# Supplied information:
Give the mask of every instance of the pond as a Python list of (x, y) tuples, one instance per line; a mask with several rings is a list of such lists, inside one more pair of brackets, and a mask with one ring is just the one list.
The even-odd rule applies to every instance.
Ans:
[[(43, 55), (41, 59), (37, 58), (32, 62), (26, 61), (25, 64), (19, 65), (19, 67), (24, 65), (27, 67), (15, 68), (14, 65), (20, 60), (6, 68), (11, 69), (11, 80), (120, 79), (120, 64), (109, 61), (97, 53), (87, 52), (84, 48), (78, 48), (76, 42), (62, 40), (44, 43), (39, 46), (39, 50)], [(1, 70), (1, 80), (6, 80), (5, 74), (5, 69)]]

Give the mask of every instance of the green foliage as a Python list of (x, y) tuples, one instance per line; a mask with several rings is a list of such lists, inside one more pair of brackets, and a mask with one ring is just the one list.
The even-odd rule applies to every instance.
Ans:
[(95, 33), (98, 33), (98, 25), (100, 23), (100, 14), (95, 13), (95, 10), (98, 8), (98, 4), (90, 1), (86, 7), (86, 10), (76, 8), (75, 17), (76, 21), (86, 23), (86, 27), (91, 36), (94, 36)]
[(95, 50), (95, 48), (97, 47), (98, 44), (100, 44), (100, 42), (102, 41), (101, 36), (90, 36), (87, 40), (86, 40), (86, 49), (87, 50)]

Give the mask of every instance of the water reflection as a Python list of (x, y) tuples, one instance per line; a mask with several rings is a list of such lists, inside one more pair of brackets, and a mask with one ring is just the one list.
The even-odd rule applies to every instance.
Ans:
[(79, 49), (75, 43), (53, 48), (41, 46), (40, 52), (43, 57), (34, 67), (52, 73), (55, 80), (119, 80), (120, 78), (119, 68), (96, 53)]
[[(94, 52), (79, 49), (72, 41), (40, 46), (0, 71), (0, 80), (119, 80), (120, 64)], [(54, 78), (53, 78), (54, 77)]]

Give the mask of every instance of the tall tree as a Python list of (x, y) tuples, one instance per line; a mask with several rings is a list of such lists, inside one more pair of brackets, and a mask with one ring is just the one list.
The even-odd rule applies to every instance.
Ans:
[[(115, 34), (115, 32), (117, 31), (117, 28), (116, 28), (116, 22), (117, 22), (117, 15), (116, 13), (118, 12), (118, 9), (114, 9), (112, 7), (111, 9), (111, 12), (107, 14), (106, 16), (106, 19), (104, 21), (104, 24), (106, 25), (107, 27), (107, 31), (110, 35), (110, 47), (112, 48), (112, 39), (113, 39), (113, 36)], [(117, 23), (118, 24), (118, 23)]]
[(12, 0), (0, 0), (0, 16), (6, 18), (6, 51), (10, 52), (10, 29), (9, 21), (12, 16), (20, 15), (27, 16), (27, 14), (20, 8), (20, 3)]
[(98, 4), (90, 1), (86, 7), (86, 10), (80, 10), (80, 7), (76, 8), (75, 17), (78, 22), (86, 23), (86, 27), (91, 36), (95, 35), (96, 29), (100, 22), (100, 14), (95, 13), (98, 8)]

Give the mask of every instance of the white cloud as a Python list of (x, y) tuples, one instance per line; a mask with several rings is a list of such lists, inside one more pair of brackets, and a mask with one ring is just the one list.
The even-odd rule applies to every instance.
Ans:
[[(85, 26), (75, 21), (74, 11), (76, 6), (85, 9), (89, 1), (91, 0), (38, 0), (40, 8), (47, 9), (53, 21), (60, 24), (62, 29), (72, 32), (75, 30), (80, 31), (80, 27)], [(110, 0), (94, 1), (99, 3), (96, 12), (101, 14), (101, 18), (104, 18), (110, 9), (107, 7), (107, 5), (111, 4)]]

# Aim of the exercise:
Put every line of the records above into a Markdown table with the columns No. and Line, one row per line in order, skipping blank lines.

# Expected answer:
| No. | Line |
|---|---|
| 1 | Give the mask of every instance of the pond as a Python list of (x, y) tuples, one instance per line; a mask with several rings is a list of such lists, inside one more pair of brackets, and a mask with one ring is just the one list. |
| 2 | The even-odd rule applies to every instance. |
| 3 | Ans: |
| 4 | [[(43, 55), (41, 59), (37, 58), (32, 62), (26, 61), (25, 64), (19, 65), (19, 67), (24, 65), (27, 67), (15, 68), (14, 65), (20, 60), (6, 68), (11, 69), (11, 80), (120, 79), (120, 64), (109, 61), (97, 53), (87, 52), (84, 48), (78, 48), (76, 42), (62, 40), (44, 43), (39, 46), (39, 50)], [(1, 70), (1, 80), (6, 80), (5, 74), (5, 69)]] |
| 5 | Give the mask of every instance of the green foliage as a Python list of (x, y) tuples, one instance per line; a mask with several rings is a list of such lists, inside one more pair of brackets, and a mask with one ring is just the one list. |
| 6 | The even-odd rule applies to every instance. |
| 7 | Ans: |
| 8 | [(95, 33), (98, 33), (98, 25), (100, 23), (100, 14), (95, 13), (95, 10), (98, 8), (98, 4), (90, 1), (86, 7), (86, 10), (76, 8), (75, 17), (76, 21), (86, 23), (86, 27), (91, 36), (94, 36)] |
| 9 | [(95, 50), (95, 48), (97, 47), (98, 44), (100, 44), (100, 42), (102, 41), (101, 36), (90, 36), (87, 40), (86, 40), (86, 49), (87, 50)] |
| 10 | Give the mask of every instance of the water reflection as a Python list of (x, y) tuples, one instance per line; a mask with several rings is a list of such lists, inside one more pair of brackets, and a mask with one ring is just the one list. |
| 11 | The even-odd rule applies to every instance. |
| 12 | Ans: |
| 13 | [(79, 49), (75, 43), (53, 48), (41, 46), (40, 52), (43, 57), (34, 67), (52, 73), (55, 80), (119, 80), (120, 78), (119, 68), (96, 53)] |
| 14 | [[(94, 52), (79, 49), (72, 41), (40, 46), (0, 71), (0, 80), (119, 80), (120, 64)], [(54, 78), (53, 78), (54, 77)]] |
| 15 | Give the mask of every instance of the tall tree as a Python list of (x, y) tuples, one instance per line; a mask with several rings is a list of such lists, inside one more pair of brackets, and a mask with one ring is just the one list. |
| 16 | The even-odd rule applies to every instance. |
| 17 | Ans: |
| 18 | [[(115, 34), (115, 32), (117, 31), (117, 28), (116, 28), (116, 22), (117, 22), (117, 15), (116, 13), (118, 12), (118, 9), (114, 9), (112, 7), (111, 9), (111, 12), (107, 14), (106, 16), (106, 19), (104, 21), (104, 24), (106, 25), (107, 27), (107, 31), (110, 35), (110, 47), (112, 48), (112, 39), (113, 39), (113, 36)], [(117, 23), (118, 24), (118, 23)]] |
| 19 | [(12, 0), (0, 0), (0, 16), (6, 18), (6, 51), (10, 52), (10, 29), (9, 21), (12, 16), (20, 15), (27, 16), (27, 14), (20, 8), (20, 3)] |
| 20 | [(98, 4), (90, 1), (86, 7), (86, 10), (80, 10), (80, 7), (76, 8), (75, 17), (78, 22), (86, 23), (86, 27), (91, 36), (95, 35), (96, 29), (100, 22), (100, 14), (95, 13), (98, 8)] |
| 21 | Give the mask of every instance of the white cloud as a Python list of (x, y) tuples, one instance per line; a mask with several rings is a list of such lists, inside one more pair of brackets, and a mask with one ring is just the one list. |
| 22 | The even-odd rule applies to every instance. |
| 23 | Ans: |
| 24 | [[(85, 26), (75, 21), (74, 11), (76, 6), (85, 9), (89, 1), (91, 0), (38, 0), (40, 8), (47, 9), (53, 21), (60, 24), (62, 29), (72, 32), (75, 30), (80, 31), (80, 27)], [(110, 0), (94, 1), (99, 3), (96, 12), (101, 14), (101, 18), (104, 18), (110, 9), (107, 7), (107, 5), (111, 4)]] |